*** Block opens ***

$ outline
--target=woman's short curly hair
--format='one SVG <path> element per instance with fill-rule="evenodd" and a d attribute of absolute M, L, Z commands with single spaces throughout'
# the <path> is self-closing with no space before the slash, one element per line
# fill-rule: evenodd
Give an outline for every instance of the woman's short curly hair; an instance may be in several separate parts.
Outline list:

*** Block closes ***
*** Block opens ***

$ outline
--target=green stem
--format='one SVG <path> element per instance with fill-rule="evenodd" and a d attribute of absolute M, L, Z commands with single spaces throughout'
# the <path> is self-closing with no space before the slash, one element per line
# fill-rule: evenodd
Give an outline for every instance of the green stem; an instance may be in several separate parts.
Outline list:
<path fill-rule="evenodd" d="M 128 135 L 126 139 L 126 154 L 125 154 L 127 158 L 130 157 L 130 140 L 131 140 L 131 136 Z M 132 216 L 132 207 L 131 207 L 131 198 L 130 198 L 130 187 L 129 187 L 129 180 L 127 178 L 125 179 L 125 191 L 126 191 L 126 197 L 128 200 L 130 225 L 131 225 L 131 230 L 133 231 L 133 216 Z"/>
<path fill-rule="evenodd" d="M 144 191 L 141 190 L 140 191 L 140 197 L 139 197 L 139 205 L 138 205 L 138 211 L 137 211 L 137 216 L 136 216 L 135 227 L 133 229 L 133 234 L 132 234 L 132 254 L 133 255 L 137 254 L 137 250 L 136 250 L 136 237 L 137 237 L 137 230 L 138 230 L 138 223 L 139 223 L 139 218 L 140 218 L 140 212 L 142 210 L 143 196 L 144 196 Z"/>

*** Block closes ***

Instructions to follow => In the records, which lines use the word "curly"? Report them.

Expected answer =>
--target=woman's short curly hair
Give an outline for every instance of the woman's short curly hair; an instance may be in several separate parts.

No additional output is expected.